DOCUMENT start

Stopping and restarting one of the servers did not result in a recovery. However, probably depending on how the synchronizing stopped and what the state of the db was at the time, "symbol-bootstrap healtchCheck" sometimes indicates the server was restarted while synchronizing did not continue.

Anyways, on all instances, log files were collected and looked at. Feedback was received from Wayon Blair: "The broker was timed out while trying to update the mongo database."

If such cases would occur, for whatever reason or cause:

First It would be better for the Symbol software itself to be able to deal with the restricted server resources and continue working or at least being able to recover from the situation when restarted.

Second, in case the software is not dealing with such a situation for whatever reason, symbol-bootstrap should be able to indicate there is an issue or a problem and indicate synchronizing has stopped to the node operator

Third, I would be best to indicate what could have caused the issue to occur and to make a suggestion about what action to take.

Thanks for considering... it would help future node owners.

fboucquez commented 3 years ago

Thanks @realgarp

1) The recovery issues would be related to https://github.com/nemtech/symbol-bootstrap/issues/108 which we are working on it.

2) Rest's health check validates the connection against the Mongo DB and the Server API. It doesn't check if the node is synchronizing or not. Full synchronization, especially on this test stressed testnet, takes a while. Let us think about how can rest/bootstrap/server tell us if the synchronization is happing. If you are a supernode owner, the node monitoring service will show you how's the status of your node.

3) This is case by case, if error X occurs, do Y. We cannot do generic recommendations without looking at the logs to analyze.

@Wayonb, what's your input?

DOCUMENT end
RAW RECORDS start

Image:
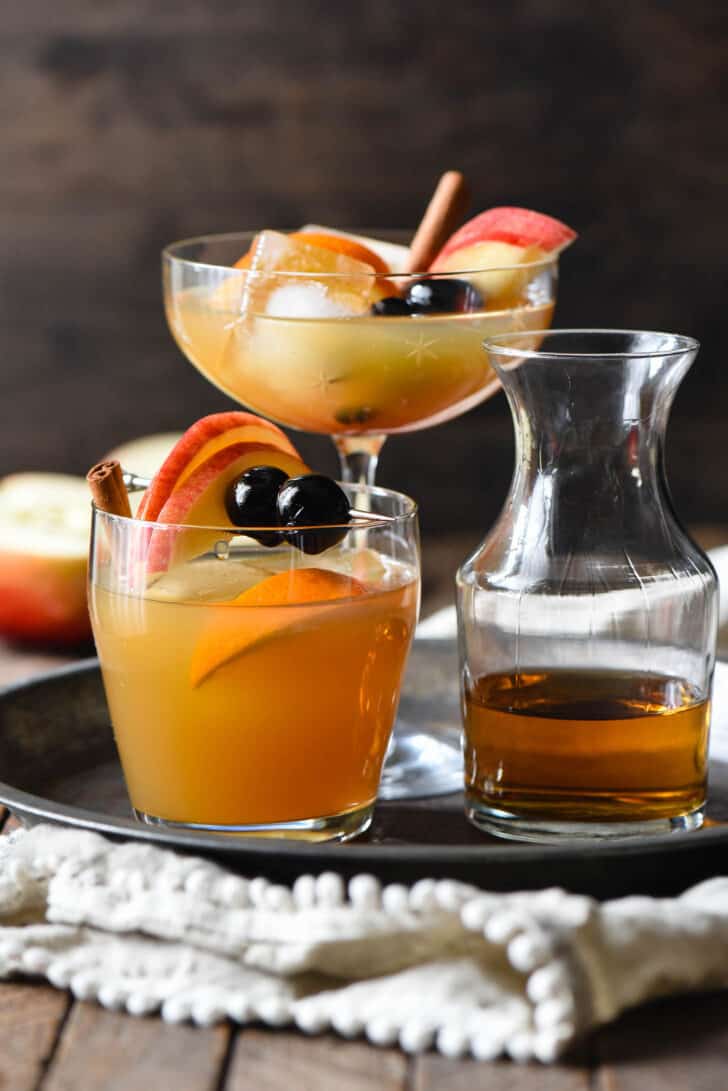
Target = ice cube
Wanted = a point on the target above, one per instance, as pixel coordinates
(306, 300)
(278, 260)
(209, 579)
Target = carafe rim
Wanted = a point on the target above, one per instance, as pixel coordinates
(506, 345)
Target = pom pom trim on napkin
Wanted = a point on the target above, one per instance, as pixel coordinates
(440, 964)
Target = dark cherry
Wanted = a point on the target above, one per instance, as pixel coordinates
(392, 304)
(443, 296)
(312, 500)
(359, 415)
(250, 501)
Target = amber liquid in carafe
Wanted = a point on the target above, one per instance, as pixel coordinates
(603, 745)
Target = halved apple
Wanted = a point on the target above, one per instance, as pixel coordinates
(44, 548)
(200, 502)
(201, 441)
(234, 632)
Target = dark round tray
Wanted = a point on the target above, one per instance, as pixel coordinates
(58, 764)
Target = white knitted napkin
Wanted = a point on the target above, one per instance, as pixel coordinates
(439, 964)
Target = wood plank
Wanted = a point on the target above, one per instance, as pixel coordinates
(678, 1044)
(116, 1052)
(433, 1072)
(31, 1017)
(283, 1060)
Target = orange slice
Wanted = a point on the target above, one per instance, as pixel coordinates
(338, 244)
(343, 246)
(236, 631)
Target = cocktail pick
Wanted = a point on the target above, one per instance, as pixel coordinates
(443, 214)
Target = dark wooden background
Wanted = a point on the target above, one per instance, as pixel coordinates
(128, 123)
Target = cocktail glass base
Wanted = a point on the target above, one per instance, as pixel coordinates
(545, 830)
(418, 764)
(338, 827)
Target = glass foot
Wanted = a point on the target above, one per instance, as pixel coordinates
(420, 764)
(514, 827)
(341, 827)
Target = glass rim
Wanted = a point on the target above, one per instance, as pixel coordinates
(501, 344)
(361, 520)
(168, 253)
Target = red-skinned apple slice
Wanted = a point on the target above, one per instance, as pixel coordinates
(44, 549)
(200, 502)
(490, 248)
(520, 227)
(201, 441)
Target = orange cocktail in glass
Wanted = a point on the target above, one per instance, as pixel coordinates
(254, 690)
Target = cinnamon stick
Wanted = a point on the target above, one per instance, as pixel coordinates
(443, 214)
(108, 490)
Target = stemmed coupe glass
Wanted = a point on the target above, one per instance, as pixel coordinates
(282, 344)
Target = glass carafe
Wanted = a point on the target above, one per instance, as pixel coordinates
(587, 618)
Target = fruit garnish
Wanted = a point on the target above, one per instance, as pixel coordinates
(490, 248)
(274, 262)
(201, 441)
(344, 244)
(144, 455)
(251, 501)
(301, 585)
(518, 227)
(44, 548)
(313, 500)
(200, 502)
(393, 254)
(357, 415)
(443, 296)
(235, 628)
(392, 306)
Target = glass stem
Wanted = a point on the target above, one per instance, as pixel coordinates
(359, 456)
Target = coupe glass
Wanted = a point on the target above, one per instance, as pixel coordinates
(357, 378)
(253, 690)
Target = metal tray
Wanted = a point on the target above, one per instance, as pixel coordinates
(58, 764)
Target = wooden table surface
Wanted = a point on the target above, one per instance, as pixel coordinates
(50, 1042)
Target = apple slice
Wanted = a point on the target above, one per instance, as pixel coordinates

RAW RECORDS end

*REQUIRED TASKS*.
• a. Answer these from the forum thread:
(i) Who gave the feedback that the broker timed out while updating the mongo database?
(ii) Which two things does Rest's health check validate the connection against?
(iii) According to the reply, what will the node monitoring service show a supernode owner?
• b. How many lines of the records contain the word "glass"? Case counts. Give only the number.
The thread and the records come from unrelated sources.

*SOLUTIONS*.
• a.
(i) Wayon Blair
(ii) The Mongo DB and the Server API
(iii) The status of their node

• b. 8